**Page excerpt:**
· · ·
# Leeds Carnival - Monday 25th August



## Orang Utan (Aug 17, 2014)

Anyone going? Fez909 tufty79 Edie ? Anyone else?


----------



## Fez909 (Aug 17, 2014)

Was just discussing this with tufty last night. I'm definitely up for it.


----------



## Nancy_Winks (Aug 17, 2014)

Working


----------



## Orang Utan (Aug 17, 2014)

Fez909 said:


> Was just discussing this with tufty last night. I'm definitely up for it.


Me too, let's get rumcunted!


----------



## tufty79 (Aug 17, 2014)

Yup, definitely going to be there.

J'ouvert @ 6am, anyone? http://www.leedscarnival.co.uk/visitor-info/events-2014/


----------



## Fez909 (Aug 17, 2014)

6am?


----------



## tufty79 (Aug 17, 2014)

It's traditional! Woke me up last year...

I'd have to buy some pyjamas, mind..


----------



## farmerbarleymow (Aug 17, 2014)

If I'd known in advance this was happening, I would have popped across the hills, but sadly it is too late to change my plans now.  Next year perhaps.


----------



## Orang Utan (Aug 19, 2014)

You had a WHOLE week's notice! What more do you want? 
Shame. Next year then! I think I'll be spending all the holidays here in future.

Anyone else in the area up for it? stethoscope  ? Kaka Tim ? free spirit ?


----------



## free spirit (Aug 19, 2014)

maybes, I've got a blag to go and catch up with a mate at Leeds Festival one of the days, but if I'm around... what's the plan?


----------



## Orang Utan (Aug 19, 2014)

Well the parade starts at 2pm. I imagine people will gather earlier though. 
I wanna dance to some soca!
I haven't been for, I dunno, 25-30 years, so I don't know what's in stall. I know it's no Notting Hill but that's probably a good thing.
· · ·
**Tasks for this exercise:**
1. Answer from the Leeds Carnival thread:
(a) At what time does the parade start?
(b) At what time is J'ouvert?
(c) Which event has free spirit arranged to catch up with a mate at on one of the days?
2. Reproduce the Leeds Carnival thread from "## farmerbarleymow (Aug" to "do you want?".

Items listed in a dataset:
· · ·
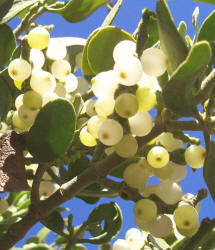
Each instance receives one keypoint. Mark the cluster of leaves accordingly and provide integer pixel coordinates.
(189, 76)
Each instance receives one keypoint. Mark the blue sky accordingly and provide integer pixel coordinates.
(128, 19)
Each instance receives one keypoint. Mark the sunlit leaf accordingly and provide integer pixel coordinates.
(205, 30)
(112, 14)
(101, 45)
(86, 69)
(182, 81)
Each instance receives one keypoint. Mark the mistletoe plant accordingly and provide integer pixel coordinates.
(64, 136)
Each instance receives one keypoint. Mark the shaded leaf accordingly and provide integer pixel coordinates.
(78, 10)
(183, 80)
(209, 169)
(61, 240)
(86, 69)
(12, 166)
(101, 45)
(54, 222)
(78, 167)
(32, 239)
(43, 233)
(112, 14)
(53, 130)
(110, 213)
(171, 41)
(10, 8)
(207, 26)
(7, 44)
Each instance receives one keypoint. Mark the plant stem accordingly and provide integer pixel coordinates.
(42, 209)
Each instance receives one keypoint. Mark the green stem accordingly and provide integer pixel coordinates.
(206, 87)
(35, 197)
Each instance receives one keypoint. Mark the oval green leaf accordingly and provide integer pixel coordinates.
(101, 45)
(171, 41)
(54, 222)
(86, 69)
(177, 93)
(110, 213)
(206, 28)
(208, 169)
(53, 130)
(7, 44)
(78, 10)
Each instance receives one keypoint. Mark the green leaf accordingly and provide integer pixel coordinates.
(86, 69)
(146, 33)
(78, 10)
(205, 1)
(206, 28)
(101, 45)
(11, 8)
(5, 99)
(53, 130)
(32, 239)
(152, 30)
(7, 44)
(183, 80)
(112, 14)
(171, 41)
(42, 234)
(10, 83)
(54, 222)
(182, 29)
(209, 170)
(110, 213)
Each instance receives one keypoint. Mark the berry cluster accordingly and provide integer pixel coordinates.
(118, 115)
(46, 83)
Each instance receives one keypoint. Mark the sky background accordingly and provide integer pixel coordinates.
(127, 19)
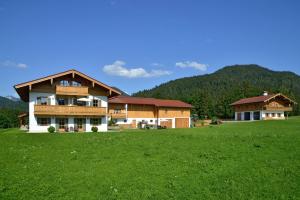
· · ·
**Results in order:**
1.
(a) 2pm
(b) 6am
(c) Leeds Festival

2.
## farmerbarleymow (Aug 17, 2014)

If I'd known in advance this was happening, I would have popped across the hills, but sadly it is too late to change my plans now.  Next year perhaps.


----------



## Orang Utan (Aug 19, 2014)

You had a WHOLE week's notice! What more do you want?